___ Material to process
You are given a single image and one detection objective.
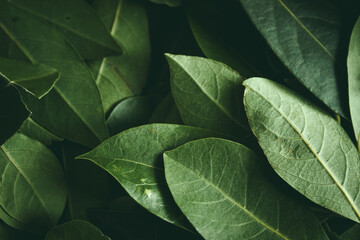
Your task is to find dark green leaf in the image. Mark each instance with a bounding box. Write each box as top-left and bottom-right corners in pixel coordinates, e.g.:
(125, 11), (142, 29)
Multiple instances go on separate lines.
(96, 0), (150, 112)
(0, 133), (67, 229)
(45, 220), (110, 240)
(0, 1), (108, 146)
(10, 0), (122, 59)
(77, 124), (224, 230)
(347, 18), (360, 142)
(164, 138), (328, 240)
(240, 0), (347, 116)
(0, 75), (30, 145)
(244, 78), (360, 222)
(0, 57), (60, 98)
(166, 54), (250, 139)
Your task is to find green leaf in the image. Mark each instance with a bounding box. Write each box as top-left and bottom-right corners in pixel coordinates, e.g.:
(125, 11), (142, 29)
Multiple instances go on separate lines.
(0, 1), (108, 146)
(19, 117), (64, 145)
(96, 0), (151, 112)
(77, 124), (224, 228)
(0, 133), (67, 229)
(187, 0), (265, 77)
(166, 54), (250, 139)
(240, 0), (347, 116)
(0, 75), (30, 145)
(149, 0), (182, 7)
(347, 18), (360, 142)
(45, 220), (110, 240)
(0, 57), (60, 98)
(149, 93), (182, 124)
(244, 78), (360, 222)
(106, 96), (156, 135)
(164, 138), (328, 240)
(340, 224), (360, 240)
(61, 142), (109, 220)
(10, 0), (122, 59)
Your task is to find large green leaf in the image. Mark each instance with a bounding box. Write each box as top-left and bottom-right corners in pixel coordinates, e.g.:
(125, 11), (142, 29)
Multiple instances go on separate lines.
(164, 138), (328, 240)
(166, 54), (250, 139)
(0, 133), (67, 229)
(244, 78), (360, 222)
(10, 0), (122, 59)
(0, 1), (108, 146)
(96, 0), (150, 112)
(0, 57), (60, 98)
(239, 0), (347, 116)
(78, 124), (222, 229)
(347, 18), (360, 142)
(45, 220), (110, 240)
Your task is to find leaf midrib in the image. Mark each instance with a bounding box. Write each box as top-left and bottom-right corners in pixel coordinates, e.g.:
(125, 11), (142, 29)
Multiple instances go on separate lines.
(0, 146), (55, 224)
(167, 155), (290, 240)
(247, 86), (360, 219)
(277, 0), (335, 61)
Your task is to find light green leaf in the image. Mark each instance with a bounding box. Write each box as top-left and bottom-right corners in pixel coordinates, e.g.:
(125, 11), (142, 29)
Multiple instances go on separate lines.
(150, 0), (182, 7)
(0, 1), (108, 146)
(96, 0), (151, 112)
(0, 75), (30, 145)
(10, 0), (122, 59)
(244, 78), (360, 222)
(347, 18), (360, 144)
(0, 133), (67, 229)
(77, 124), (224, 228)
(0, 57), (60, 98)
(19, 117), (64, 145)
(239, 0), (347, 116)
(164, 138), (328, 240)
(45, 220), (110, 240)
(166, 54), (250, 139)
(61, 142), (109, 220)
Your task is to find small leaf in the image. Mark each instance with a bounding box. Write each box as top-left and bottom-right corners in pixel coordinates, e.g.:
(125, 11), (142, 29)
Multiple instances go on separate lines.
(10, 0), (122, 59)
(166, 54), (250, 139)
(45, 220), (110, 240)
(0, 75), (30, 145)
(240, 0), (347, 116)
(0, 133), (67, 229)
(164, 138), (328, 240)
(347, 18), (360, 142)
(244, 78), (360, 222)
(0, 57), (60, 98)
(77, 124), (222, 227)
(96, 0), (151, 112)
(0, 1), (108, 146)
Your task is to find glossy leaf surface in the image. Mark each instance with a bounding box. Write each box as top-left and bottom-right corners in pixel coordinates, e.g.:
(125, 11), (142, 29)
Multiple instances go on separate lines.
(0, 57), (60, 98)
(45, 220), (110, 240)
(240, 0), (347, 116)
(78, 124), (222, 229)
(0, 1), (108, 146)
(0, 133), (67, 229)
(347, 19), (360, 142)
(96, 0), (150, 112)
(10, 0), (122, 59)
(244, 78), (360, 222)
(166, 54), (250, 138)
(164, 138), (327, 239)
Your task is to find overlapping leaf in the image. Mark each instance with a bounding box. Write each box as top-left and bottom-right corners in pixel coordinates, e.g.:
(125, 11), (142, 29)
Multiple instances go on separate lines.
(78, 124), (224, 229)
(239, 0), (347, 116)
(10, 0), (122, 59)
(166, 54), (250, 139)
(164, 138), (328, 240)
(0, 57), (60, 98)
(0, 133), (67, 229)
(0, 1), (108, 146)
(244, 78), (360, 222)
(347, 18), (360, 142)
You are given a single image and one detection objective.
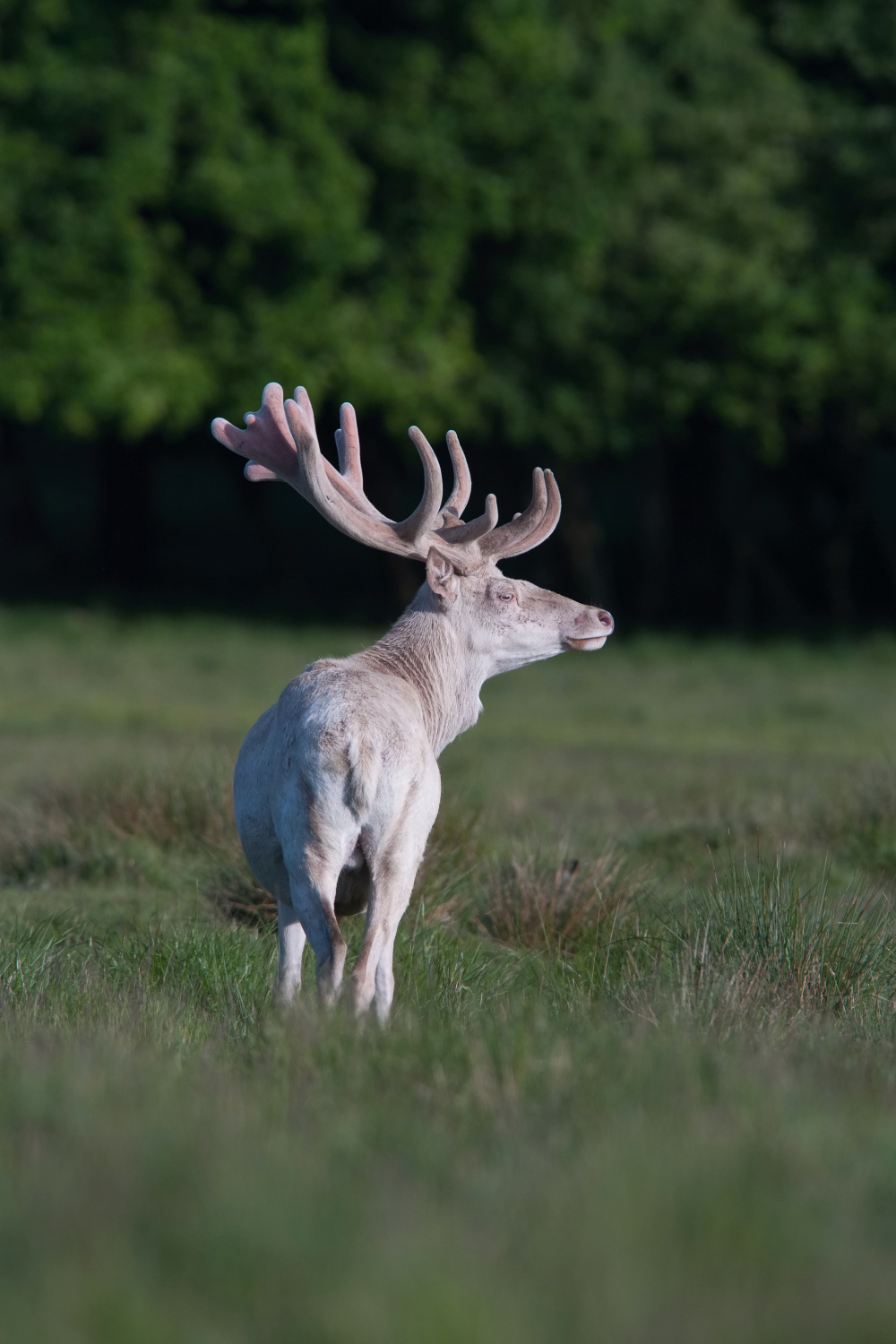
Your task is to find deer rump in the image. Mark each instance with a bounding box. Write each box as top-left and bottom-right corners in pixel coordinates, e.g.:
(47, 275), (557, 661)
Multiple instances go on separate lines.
______
Aim:
Pictures stay out; reproduce every line of the records exactly.

Output:
You are given a single image and one detection objective.
Your task is to find dark green leaf in the image. Mark each instance with a bounding box. Write each box as top-left and bottom-right corners in pixel coordinates, e.g.:
(125, 11), (142, 29)
Multiple instances go on separate lines.
(96, 0), (150, 112)
(0, 133), (67, 229)
(45, 220), (110, 240)
(0, 1), (108, 146)
(10, 0), (122, 59)
(77, 124), (224, 230)
(347, 18), (360, 142)
(164, 138), (328, 240)
(240, 0), (347, 116)
(0, 75), (30, 145)
(244, 78), (360, 222)
(0, 57), (60, 98)
(166, 54), (250, 139)
Your task is to find green leaf in the image. Mark each instance with a bounding box. Write each box as top-left and bottom-right corners in pixel coordinates, e.g.:
(125, 11), (142, 29)
Multiple instances go on separate lines.
(0, 1), (108, 146)
(19, 117), (64, 145)
(96, 0), (151, 112)
(77, 124), (224, 228)
(0, 133), (67, 229)
(187, 0), (265, 77)
(166, 54), (250, 139)
(240, 0), (347, 116)
(0, 75), (30, 145)
(149, 0), (182, 7)
(347, 18), (360, 142)
(45, 220), (110, 240)
(0, 57), (60, 98)
(149, 93), (182, 124)
(244, 78), (360, 222)
(106, 96), (156, 135)
(164, 138), (328, 240)
(340, 224), (360, 240)
(61, 142), (109, 220)
(10, 0), (122, 59)
Your task is to find large green leaf in the image. Mark each instance with a bounding box. Write each box as top-left and bottom-right corners in pixel coordinates, e.g.:
(125, 11), (142, 29)
Multiple instances go on separate lines.
(164, 138), (328, 240)
(166, 54), (250, 139)
(0, 133), (67, 229)
(244, 78), (360, 222)
(10, 0), (122, 59)
(0, 1), (108, 146)
(96, 0), (150, 112)
(0, 57), (60, 98)
(239, 0), (347, 116)
(78, 124), (222, 229)
(347, 18), (360, 142)
(45, 220), (110, 240)
Your task is to find leaf midrib in the image. Mark each instance with a bounding box. Write each box as top-left and bottom-right corners in pixel coordinates, e.g.:
(125, 11), (142, 29)
Multiple instances go on separate lines.
(0, 146), (55, 224)
(167, 155), (290, 240)
(247, 86), (360, 219)
(277, 0), (335, 61)
Your task is to find light green leaf in the image. Mark each instance with a bounding box. Write each box as top-left and bottom-right corners in pixel coordinates, e.g.:
(125, 11), (142, 29)
Multiple instances go on separate lines.
(150, 0), (182, 7)
(0, 1), (108, 146)
(96, 0), (151, 112)
(0, 75), (30, 145)
(10, 0), (122, 59)
(244, 78), (360, 222)
(347, 18), (360, 144)
(0, 133), (67, 229)
(77, 124), (224, 228)
(0, 57), (60, 98)
(19, 117), (64, 145)
(239, 0), (347, 116)
(164, 138), (328, 240)
(45, 220), (110, 240)
(166, 54), (250, 139)
(61, 142), (109, 220)
Your task is to find small leaf in the image. Mark each instance with a bounding box. Write each box as top-left and bottom-right corners in pixel coordinates, e.g.:
(125, 11), (142, 29)
Multiple instances go on separate lines.
(10, 0), (122, 59)
(166, 54), (250, 139)
(45, 220), (110, 240)
(0, 75), (30, 145)
(240, 0), (347, 116)
(0, 133), (67, 229)
(164, 138), (328, 240)
(347, 18), (360, 142)
(244, 78), (360, 222)
(0, 57), (60, 98)
(77, 124), (222, 227)
(96, 0), (151, 112)
(0, 1), (108, 146)
Your task is to find glossy leaf surface in the image. Mark each instance with a bounding box. Write each box as top-left and bottom-right corners in pixel coordinates, e.g.:
(125, 11), (142, 29)
Multiple instances go on separate lines.
(0, 57), (60, 98)
(45, 220), (110, 240)
(240, 0), (347, 116)
(78, 124), (222, 229)
(0, 1), (108, 146)
(0, 133), (67, 229)
(347, 19), (360, 142)
(96, 0), (150, 112)
(10, 0), (122, 59)
(244, 78), (360, 222)
(166, 54), (250, 138)
(164, 138), (327, 239)
Your task is to find overlapping leaf in the image. Mark each instance with a bounding box. Write each box as top-left and bottom-right corners in pixel coordinates, e.g.:
(125, 11), (142, 29)
Multiple instances go on separate lines.
(78, 124), (224, 229)
(239, 0), (347, 116)
(10, 0), (122, 59)
(166, 54), (250, 139)
(164, 138), (328, 240)
(0, 57), (60, 98)
(0, 133), (67, 229)
(0, 1), (108, 146)
(244, 78), (360, 222)
(347, 18), (360, 142)
You are given a single image and one detection objective.
Your task is to find deer rump in the image. Mark each instance with a bounding box. Write each box as top-left and bottom-right corners in pixel coordinates, e.g.:
(47, 275), (557, 661)
Multiple instances go on separate lines.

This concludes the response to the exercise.